_Text extract_
+---+

# Craftsman Router 1 1/2 hp model 315.17491



## [email protected] (May 3, 2010)

I have a Craftsman Router 1 1/2 hp model 315.17491. It had worked fine for quite some time then it quit. No response when switch was pressed. I took it apart and I think the switch is bad. The book showed 623814-004 as the switch part number but Sears provides 998895-001 as the replacement. My first question is how to wire the new switch. It comes with no instruction. The old switch was wired as follows: (View looking down with button on right)
Upper left corner: Red wire going to motor
Lower left corner: Red wire going to lamp
Upper right corner: Black wire going to power cord (through switch cord)
Middle right position: White wire going to black motor wire
Lower right corner: Red wire going to lamp
The new switch has different arrangement for wiring.
(View looking down with button on right)
Left center one hole marked with #1
Mid-location two holes (an upper and a lower) marked with 1a
Right two holes (an upper and a lower) marked with 2a
Has anyone encountered this problem? Can anyone provide information on which wire goes where on new switch?

As far as the wiring connection to the motor, I believe, but am not certain they are as follows:
Switch Cord Red to Motor Red
Power Cord Black to Switch Cord Black
Power Cord White to Motor White
Switch Cord White to Motor Black
Can anyone confirm these connections?

+---+

_Extracted entries_
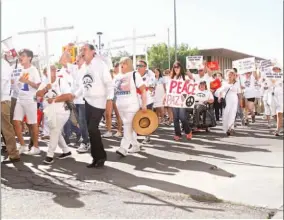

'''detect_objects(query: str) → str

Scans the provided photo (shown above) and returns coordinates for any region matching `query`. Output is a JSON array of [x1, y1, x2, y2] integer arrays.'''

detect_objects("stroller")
[[188, 102, 217, 132]]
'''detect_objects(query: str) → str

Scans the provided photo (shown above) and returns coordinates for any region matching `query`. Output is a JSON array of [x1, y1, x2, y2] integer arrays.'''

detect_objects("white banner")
[[186, 56, 203, 70], [259, 60, 273, 74], [263, 71, 283, 80], [233, 57, 256, 74], [165, 79, 198, 108]]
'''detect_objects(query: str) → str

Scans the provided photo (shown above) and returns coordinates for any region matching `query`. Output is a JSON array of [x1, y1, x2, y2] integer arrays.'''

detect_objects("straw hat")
[[132, 109, 159, 135]]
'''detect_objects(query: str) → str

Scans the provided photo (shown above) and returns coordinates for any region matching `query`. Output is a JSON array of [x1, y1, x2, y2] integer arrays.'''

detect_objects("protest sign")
[[207, 61, 219, 71], [263, 71, 283, 80], [233, 57, 256, 74], [166, 79, 198, 108], [186, 56, 203, 70], [259, 60, 273, 74]]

+---+

_Goal of the exercise_
Pick up the forum post about rewiring the Craftsman router switch right after its final sentence and keep writing it.

_Answer to this task_
John Shearer
[email protected]


----------



## BrianS (Nov 7, 2004)

Check here switch wiring It might provide you with the information you need.


----------



## xplorx4 (Dec 1, 2008)

Greetings and welcome to the router forum. We are pleased to have you join us.


----------



## RJM (Apr 11, 2010)

The new switch is a direct replacement for the original. Sears does this all the time. The new switch should wire up the same way as the original. If the connectors are in different places, look for identification letters on the switch bodies and connect the wires to the same connector number.


----------



## Dr.Zook (Sep 10, 2004)

Hello John. Welcome to the RouterForums. Hope you become an active member of this great forum.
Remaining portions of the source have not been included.